To identify novel rare gene fusions having a causative role in leukemogenesis and to identify potential targets for personalized therapies, transcriptome profiling was performed on AML cases with rare and poorly described chromosomal translocations.
Bone marrow samples were collected from 5 AML patients (#59810, #20 and #84 at diagnosis and #21 and #32 at relapse). RNAseq was performed using the Illumina Hiseq1000 platform. The presence of gene fusions was assessed with deFuse and Chimerascan. Putative fusion genes were prioritized using Pegasus and Oncofuse, in order to select biologically relevant fusions. The fusions were prioritized according to mapping of partner genes to chromosomes involved in the translocation or to Chimerascan and deFuse concordance.
The CBFβ-MYH11 chimera was identified in sample #84, carrying inv(16) aberration, thus confirming the reliability of our analysis.

--*--

(Problem to solve): Reproduce the passage on AML gene fusions between "To identify novel" and "and deFuse concordance.", inclusive.

--*--

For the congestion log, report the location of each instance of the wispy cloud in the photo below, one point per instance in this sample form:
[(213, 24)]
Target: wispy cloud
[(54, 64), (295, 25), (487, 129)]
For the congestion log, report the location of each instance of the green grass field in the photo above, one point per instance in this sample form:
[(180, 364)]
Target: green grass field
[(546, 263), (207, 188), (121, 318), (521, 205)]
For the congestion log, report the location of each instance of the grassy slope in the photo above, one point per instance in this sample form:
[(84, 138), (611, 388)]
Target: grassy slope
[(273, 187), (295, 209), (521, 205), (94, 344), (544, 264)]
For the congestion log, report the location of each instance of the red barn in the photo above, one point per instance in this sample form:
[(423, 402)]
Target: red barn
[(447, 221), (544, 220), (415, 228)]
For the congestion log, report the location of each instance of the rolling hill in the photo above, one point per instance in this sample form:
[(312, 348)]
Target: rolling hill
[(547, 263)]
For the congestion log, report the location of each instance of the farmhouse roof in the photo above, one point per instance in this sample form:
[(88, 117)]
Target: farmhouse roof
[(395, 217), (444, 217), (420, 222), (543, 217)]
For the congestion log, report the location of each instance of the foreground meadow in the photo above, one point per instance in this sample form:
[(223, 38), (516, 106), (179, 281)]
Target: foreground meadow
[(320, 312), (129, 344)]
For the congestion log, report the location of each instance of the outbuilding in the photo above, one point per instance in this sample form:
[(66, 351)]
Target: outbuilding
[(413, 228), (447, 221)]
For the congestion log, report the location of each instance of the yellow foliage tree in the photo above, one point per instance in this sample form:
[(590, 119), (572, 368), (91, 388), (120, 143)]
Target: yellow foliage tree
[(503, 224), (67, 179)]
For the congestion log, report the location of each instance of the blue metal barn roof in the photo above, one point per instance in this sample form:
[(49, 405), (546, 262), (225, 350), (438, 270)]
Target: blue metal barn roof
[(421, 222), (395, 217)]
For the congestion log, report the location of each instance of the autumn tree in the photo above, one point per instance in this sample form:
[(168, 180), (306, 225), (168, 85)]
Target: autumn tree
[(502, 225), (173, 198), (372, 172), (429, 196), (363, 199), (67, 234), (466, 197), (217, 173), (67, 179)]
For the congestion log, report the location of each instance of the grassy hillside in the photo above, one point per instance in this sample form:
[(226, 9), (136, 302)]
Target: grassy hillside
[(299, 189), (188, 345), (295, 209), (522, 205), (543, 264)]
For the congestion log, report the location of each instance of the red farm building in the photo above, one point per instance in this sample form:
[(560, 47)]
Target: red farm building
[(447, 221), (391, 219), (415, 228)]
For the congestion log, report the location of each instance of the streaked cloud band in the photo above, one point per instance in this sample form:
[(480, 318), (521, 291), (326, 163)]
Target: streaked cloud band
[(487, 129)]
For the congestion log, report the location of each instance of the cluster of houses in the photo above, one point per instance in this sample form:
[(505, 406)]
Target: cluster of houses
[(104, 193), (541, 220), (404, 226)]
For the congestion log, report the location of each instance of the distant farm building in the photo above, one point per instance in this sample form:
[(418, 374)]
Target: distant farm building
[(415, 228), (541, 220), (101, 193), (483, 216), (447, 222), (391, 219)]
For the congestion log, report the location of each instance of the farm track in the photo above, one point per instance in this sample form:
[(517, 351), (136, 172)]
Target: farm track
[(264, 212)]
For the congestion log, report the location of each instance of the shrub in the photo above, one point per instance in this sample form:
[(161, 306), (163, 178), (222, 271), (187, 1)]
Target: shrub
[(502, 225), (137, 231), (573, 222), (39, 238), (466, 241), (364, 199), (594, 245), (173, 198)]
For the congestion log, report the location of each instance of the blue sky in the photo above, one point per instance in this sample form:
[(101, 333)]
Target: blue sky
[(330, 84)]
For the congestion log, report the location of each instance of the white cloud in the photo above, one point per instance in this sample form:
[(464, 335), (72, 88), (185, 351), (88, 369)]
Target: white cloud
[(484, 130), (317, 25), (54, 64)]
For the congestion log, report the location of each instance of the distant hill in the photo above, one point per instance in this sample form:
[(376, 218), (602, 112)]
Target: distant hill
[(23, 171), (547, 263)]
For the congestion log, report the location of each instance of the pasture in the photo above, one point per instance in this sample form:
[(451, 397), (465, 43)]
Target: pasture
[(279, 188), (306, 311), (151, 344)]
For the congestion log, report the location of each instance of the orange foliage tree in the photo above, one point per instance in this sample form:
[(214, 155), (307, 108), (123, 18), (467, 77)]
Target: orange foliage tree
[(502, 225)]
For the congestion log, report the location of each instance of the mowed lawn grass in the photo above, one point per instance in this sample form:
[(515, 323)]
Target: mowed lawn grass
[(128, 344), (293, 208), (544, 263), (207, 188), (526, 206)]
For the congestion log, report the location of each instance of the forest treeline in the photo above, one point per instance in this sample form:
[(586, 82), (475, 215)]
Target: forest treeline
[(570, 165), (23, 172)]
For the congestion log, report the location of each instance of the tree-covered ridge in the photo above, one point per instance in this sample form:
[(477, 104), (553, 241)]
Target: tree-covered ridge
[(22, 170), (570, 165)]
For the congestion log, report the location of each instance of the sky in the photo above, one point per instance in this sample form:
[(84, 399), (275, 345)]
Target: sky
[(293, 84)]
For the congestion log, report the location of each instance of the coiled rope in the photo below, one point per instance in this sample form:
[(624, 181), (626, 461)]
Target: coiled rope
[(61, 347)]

--*--

(Solution):
To identify novel rare gene fusions having a causative role in leukemogenesis and to identify potential targets for personalized therapies, transcriptome profiling was performed on AML cases with rare and poorly described chromosomal translocations.
Bone marrow samples were collected from 5 AML patients (#59810, #20 and #84 at diagnosis and #21 and #32 at relapse). RNAseq was performed using the Illumina Hiseq1000 platform. The presence of gene fusions was assessed with deFuse and Chimerascan. Putative fusion genes were prioritized using Pegasus and Oncofuse, in order to select biologically relevant fusions. The fusions were prioritized according to mapping of partner genes to chromosomes involved in the translocation or to Chimerascan and deFuse concordance.